__作業指示__
103歳で大腿骨を骨折した患者についての本文を、一字一句違えずにすべて書き写してください。

地域密着病院の急性期病棟で働いています。二次救急で搬送され入院してくる患者さん、圧倒的に高齢者が多い。病院あるあるだと思いますが、今や60代70代は「若い」、80代でそこそこ老人感はあるものの自分のことは自分でできるレベル(ADL自立という)の方が多い。90代でも癌の手術はするし、もちろん歩いて自宅退院して生活を続けていく方も少なくはない。
100歳超えていたって、足の骨折を手術してリハビリをして退院することもあります。今回は103歳で大腿骨を骨折して入院した女性のお話です。
もちろん「治療をするか、手術をするか」なんて年齢で区切るわけではありません。これまでの生活レベルや認知症の程度、治療や手術をすることのメリットとデメリットを考えて検討します。そこで大事なのは本人や家族の意志ですが昨日転んで足の骨を折るまでトイレに自分で行けていた人が、今日から寝たきりになるという選択をすることはないですよね。100年生きてきたから、もう痛い思いしたくないわぁ…って思う人は多いけれど、骨折して寝返りもできないほど痛いのだから何とかして~…と思う方が普通です。もちろん2週間も安静にしていれば骨折したままでも炎症が落ち着いて痛みも少なくなりますから、車いす生活レベルでいいなら手術をしないという選択もできます。

__データ抜粋__
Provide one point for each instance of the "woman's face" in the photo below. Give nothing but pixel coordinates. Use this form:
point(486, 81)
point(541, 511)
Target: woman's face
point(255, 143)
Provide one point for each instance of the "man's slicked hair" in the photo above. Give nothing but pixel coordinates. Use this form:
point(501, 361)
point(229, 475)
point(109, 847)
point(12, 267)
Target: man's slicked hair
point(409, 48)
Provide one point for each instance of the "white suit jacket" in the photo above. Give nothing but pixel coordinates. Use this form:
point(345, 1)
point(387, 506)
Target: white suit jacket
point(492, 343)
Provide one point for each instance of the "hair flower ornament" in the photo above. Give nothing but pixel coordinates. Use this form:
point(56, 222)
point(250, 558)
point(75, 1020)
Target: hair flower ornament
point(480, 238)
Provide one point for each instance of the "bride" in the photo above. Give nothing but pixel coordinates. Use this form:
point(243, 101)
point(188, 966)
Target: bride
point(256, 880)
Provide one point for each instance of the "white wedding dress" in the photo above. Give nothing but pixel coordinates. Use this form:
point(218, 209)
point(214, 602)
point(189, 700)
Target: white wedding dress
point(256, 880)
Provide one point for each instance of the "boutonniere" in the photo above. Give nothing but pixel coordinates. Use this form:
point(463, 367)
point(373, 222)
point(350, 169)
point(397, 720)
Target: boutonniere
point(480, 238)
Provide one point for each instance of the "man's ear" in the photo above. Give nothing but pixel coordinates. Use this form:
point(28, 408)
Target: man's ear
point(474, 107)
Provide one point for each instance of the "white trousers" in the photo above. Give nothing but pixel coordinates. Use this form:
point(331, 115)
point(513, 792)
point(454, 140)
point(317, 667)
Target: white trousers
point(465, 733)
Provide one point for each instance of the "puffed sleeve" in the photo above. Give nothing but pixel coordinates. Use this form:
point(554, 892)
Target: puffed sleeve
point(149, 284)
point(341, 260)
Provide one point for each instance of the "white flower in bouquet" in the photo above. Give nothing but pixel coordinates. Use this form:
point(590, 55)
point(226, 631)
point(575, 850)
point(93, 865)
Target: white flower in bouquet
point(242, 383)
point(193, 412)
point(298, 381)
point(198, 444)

__回答__
地域密着病院の急性期病棟で働いています。二次救急で搬送され入院してくる患者さん、圧倒的に高齢者が多い。病院あるあるだと思いますが、今や60代70代は「若い」、80代でそこそこ老人感はあるものの自分のことは自分でできるレベル(ADL自立という)の方が多い。90代でも癌の手術はするし、もちろん歩いて自宅退院して生活を続けていく方も少なくはない。
100歳超えていたって、足の骨折を手術してリハビリをして退院することもあります。今回は103歳で大腿骨を骨折して入院した女性のお話です。
もちろん「治療をするか、手術をするか」なんて年齢で区切るわけではありません。これまでの生活レベルや認知症の程度、治療や手術をすることのメリットとデメリットを考えて検討します。そこで大事なのは本人や家族の意志ですが昨日転んで足の骨を折るまでトイレに自分で行けていた人が、今日から寝たきりになるという選択をすることはないですよね。100年生きてきたから、もう痛い思いしたくないわぁ…って思う人は多いけれど、骨折して寝返りもできないほど痛いのだから何とかして~…と思う方が普通です。もちろん2週間も安静にしていれば骨折したままでも炎症が落ち着いて痛みも少なくなりますから、車いす生活レベルでいいなら手術をしないという選択もできます。